### SUPPLIED ENTRIES ###

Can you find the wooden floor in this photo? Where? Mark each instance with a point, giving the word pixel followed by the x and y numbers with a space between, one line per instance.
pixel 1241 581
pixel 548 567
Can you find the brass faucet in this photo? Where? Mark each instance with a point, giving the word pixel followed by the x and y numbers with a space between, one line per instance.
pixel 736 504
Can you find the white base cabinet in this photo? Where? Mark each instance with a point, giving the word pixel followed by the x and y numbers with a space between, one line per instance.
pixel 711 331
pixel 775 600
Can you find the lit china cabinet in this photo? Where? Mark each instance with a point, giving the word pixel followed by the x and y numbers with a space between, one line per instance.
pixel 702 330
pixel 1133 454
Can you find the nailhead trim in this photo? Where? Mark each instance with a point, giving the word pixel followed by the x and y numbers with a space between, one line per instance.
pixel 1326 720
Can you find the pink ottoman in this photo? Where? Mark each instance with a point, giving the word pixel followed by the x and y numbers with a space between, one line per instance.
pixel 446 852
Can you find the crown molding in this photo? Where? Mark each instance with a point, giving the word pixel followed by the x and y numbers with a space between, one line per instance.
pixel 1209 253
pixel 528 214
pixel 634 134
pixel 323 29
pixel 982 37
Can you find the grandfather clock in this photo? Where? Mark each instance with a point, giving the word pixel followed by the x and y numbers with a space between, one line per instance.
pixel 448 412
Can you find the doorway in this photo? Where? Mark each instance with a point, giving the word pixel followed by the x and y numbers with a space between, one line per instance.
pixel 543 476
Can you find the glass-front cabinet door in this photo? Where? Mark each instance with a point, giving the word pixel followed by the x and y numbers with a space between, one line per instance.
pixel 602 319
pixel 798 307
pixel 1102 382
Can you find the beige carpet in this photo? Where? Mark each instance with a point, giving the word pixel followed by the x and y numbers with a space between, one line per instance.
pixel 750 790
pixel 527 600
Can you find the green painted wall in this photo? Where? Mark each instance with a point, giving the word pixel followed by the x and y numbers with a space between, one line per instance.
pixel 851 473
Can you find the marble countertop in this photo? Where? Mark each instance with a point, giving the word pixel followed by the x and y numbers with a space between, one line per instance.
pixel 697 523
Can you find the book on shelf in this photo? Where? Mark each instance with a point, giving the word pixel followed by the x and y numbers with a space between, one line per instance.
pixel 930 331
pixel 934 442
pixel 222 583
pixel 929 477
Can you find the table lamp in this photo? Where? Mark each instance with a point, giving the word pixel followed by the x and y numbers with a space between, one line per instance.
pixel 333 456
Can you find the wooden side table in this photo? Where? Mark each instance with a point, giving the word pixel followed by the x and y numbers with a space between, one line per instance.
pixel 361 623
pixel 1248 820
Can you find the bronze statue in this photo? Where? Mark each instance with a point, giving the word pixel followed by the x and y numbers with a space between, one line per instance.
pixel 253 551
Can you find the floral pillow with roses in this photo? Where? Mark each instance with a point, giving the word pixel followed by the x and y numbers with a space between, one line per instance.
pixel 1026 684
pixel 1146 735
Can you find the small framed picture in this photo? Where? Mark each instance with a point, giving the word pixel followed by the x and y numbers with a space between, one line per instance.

###

» WHAT THE EXERCISE ASKS:
Replace every "instance" in the material with "occurrence" and leave the rest unchanged.

» OUTPUT FOR THIS EXERCISE:
Can you find the wooden floor in this photo? Where? Mark each occurrence with a point, giving the word pixel followed by the x and y numbers with a space between, one line per occurrence.
pixel 1241 581
pixel 548 567
Can you find the brass faucet in this photo? Where? Mark each occurrence with a point, giving the word pixel followed by the x and y numbers with a space between, one line per occurrence.
pixel 736 504
Can you find the white base cabinet in this photo? Where? Mark each occurrence with a point, giving the word pixel followed by the x and y numbers with a space between, one line per occurrence.
pixel 711 331
pixel 775 600
Can you find the lit china cabinet in this photo? Where? Mark each occurrence with a point, giving the word pixel followed by the x and y numbers with a space between, one line per occurrence.
pixel 702 330
pixel 1133 454
Can you find the nailhead trim in this photo? Where? Mark each occurrence with a point, giving the word pixel followed by the x and y numbers with a space between, one line per occurrence.
pixel 1326 720
Can you find the pink ottoman in this photo? Where? Mark each occurrence with a point, giving the word pixel followed by the x and y numbers with a space between, one line per occurrence.
pixel 446 852
Can you find the crown molding in this photo? Where? Mark each occurrence with a point, giving the word pixel followed by the x and y numbers with a space between, one line per occurrence.
pixel 1209 253
pixel 528 214
pixel 634 134
pixel 323 29
pixel 982 37
Can you find the grandfather clock in this photo? Where? Mark each occurrence with a point, giving the word pixel followed by the x and y numbers with a space between, one line per occurrence.
pixel 448 412
Can you find the doorway in this photo? Where? Mark each occurrence with a point, giving the word pixel followed by the x and y numbers with a space between, one line per occurrence.
pixel 543 476
Can you find the glass-front cabinet door in this photo? Where? Mark each occurrence with a point, giving the word pixel followed by the x and y numbers with a space between, one line per occurrence.
pixel 602 319
pixel 798 307
pixel 1102 382
Can you find the beige carpet in this photo? Where? Mark each occurrence with a point, giving the word pixel followed by the x and y numbers with a space between, one line per occurrence.
pixel 750 790
pixel 527 600
Can you find the green painted wall in this photo? Where? Mark each occurrence with a point, giving the word pixel followed by the x and y numbers with a space between, one line per occurrence.
pixel 851 473
Can you find the marble countertop in this photo? Where? Mark each occurrence with a point, giving the word pixel followed by the x and y numbers with a space between, one line per occurrence.
pixel 697 523
Can you find the book on shelf in this photo? Where? Mark each occurrence with a point, giving the word pixel followed by the x and y numbers with a space between, one line per occurrence.
pixel 930 331
pixel 934 442
pixel 222 583
pixel 929 477
Can you find the table lamp in this photo? Where? Mark each occurrence with a point, giving the word pixel followed by the x and y numbers with a space between, one line per occurrence.
pixel 333 456
Can you find the wooden side table in this photo? Where? Mark each occurrence with a point, giving the word pixel followed by the x and y numbers with a space between, one line per occurrence.
pixel 361 623
pixel 1248 820
Can you find the bronze statue in this photo? Where? Mark each occurrence with a point, giving the word pixel followed by the x and y numbers with a space between, one line per occurrence.
pixel 253 551
Can you find the floral pillow with roses in this photo? Where? Mark each occurrence with a point, giving the word pixel followed by the x and y numbers with a space between, one line per occurrence.
pixel 1026 684
pixel 1146 735
Can you find the small framed picture in this photo? Where? Mark each occurrence with a point, giving the word pixel followed by the x and y numbers with a space between, one line per occurrence.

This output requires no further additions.